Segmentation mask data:

"""

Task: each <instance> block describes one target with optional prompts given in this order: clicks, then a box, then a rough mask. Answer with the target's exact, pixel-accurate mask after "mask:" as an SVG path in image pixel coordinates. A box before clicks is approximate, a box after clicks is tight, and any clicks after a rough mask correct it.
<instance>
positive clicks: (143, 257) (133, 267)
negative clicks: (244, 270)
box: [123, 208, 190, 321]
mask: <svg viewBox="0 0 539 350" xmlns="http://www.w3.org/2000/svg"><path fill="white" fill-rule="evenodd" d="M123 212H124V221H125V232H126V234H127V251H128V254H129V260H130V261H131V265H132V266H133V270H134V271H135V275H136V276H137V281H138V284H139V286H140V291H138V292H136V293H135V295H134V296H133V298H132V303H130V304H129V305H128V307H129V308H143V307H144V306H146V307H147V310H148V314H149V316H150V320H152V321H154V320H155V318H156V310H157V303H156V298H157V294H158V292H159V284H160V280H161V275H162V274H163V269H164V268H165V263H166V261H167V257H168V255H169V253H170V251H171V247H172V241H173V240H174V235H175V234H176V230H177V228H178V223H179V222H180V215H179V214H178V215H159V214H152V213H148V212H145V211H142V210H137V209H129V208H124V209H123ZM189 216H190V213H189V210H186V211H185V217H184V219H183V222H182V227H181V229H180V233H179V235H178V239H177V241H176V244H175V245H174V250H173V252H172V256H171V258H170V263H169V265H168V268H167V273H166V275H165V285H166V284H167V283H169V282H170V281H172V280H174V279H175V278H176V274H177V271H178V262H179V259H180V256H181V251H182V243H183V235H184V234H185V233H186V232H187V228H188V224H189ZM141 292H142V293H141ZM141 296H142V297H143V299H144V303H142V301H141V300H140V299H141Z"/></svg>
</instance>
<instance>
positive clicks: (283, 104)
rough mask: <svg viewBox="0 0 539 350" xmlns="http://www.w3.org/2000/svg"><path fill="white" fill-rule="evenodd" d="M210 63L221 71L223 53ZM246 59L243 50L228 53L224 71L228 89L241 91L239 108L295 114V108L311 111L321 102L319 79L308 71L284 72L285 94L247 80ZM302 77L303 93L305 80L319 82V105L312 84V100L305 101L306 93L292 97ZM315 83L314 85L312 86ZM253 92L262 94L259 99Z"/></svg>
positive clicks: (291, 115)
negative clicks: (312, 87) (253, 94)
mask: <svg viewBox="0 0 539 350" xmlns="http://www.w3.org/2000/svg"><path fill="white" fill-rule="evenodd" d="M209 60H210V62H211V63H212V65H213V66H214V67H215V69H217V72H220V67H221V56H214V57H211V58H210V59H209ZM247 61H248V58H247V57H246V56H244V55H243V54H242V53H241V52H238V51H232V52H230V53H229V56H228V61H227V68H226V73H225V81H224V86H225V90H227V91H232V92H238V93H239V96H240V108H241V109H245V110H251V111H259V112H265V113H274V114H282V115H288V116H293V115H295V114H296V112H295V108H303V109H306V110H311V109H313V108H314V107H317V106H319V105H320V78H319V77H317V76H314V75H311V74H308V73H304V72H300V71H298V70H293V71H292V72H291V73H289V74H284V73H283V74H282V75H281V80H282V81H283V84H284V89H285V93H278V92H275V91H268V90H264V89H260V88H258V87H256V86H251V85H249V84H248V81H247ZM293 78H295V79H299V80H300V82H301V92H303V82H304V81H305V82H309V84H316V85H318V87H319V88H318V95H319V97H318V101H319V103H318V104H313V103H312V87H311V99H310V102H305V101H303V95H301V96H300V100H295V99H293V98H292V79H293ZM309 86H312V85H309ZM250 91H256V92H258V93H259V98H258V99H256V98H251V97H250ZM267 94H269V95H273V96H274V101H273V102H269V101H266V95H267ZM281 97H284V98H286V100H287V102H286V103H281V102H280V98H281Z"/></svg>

"""

■ Exercise details ■
Each entry shown above must be retyped word for word.

■ The answer ■
Task: each <instance> block describes one target with optional prompts given in this order: clicks, then a box, then a rough mask. Answer with the target's exact, pixel-accurate mask after "mask:" as an SVG path in image pixel coordinates. A box before clicks is approximate, a box after clicks is tight, and any clicks after a rough mask correct it.
<instance>
positive clicks: (143, 257) (133, 267)
negative clicks: (244, 270)
box: [123, 208, 190, 321]
mask: <svg viewBox="0 0 539 350" xmlns="http://www.w3.org/2000/svg"><path fill="white" fill-rule="evenodd" d="M123 212H124V221H125V232H126V234H127V251H128V254H129V260H130V261H131V265H132V266H133V270H134V271H135V275H136V276H137V281H138V284H139V286H140V291H138V292H136V293H135V295H134V296H133V298H132V303H130V304H129V305H128V307H129V308H143V307H144V306H146V307H147V310H148V314H149V316H150V320H152V321H154V320H155V318H156V310H157V303H156V298H157V294H158V292H159V284H160V280H161V275H162V274H163V269H164V268H165V263H166V261H167V257H168V255H169V253H170V251H171V247H172V241H173V240H174V235H175V234H176V230H177V228H178V223H179V222H180V215H179V214H178V215H159V214H152V213H148V212H145V211H142V210H137V209H129V208H124V209H123ZM189 216H190V213H189V210H186V211H185V217H184V219H183V222H182V227H181V229H180V233H179V235H178V239H177V241H176V244H175V245H174V250H173V252H172V256H171V258H170V263H169V265H168V268H167V273H166V275H165V285H166V284H167V283H169V282H170V281H172V280H174V279H175V278H176V274H177V271H178V262H179V259H180V256H181V251H182V243H183V235H184V234H185V233H186V232H187V228H188V224H189ZM141 292H142V293H141ZM141 296H142V297H143V299H144V303H142V301H141V300H140V299H141Z"/></svg>
</instance>
<instance>
positive clicks: (283, 104)
rough mask: <svg viewBox="0 0 539 350" xmlns="http://www.w3.org/2000/svg"><path fill="white" fill-rule="evenodd" d="M210 63L221 71L223 53ZM246 59L243 50L228 53L224 71L228 89L241 91L239 108L295 114V108L311 111L321 102L319 79L308 71L284 72L285 94L247 80ZM302 77L303 93L305 80L319 82V105L312 84V100L305 101L306 93L292 97ZM315 83L314 85L312 86ZM253 92L262 94L259 99Z"/></svg>
positive clicks: (291, 115)
negative clicks: (312, 87) (253, 94)
mask: <svg viewBox="0 0 539 350" xmlns="http://www.w3.org/2000/svg"><path fill="white" fill-rule="evenodd" d="M209 60H210V62H211V63H212V65H213V66H214V67H215V69H217V72H220V67H221V56H214V57H211V58H210V59H209ZM247 61H248V58H247V57H246V56H244V55H243V54H242V53H241V52H238V51H232V52H230V53H229V56H228V61H227V68H226V73H225V81H224V86H225V90H227V91H232V92H238V93H239V96H240V108H241V109H245V110H251V111H259V112H265V113H274V114H282V115H288V116H293V115H295V114H296V112H295V108H303V109H306V110H311V109H313V108H314V107H317V106H319V105H320V78H319V77H317V76H314V75H311V74H308V73H304V72H300V71H298V70H293V71H292V72H291V73H289V74H284V73H283V74H282V75H281V80H282V81H283V84H284V89H285V93H278V92H275V91H268V90H264V89H260V88H258V87H256V86H251V85H249V84H248V81H247ZM293 78H295V79H299V80H300V82H301V92H303V82H304V81H305V82H309V84H316V85H318V87H319V88H318V95H319V97H318V101H319V103H318V104H313V103H312V87H311V99H310V102H305V101H303V95H301V96H300V100H295V99H293V98H292V79H293ZM309 86H312V85H309ZM250 91H256V92H258V93H259V98H258V99H256V98H251V97H250ZM267 94H269V95H273V96H274V101H273V102H269V101H266V95H267ZM281 97H284V98H286V100H287V102H286V103H281V102H280V98H281Z"/></svg>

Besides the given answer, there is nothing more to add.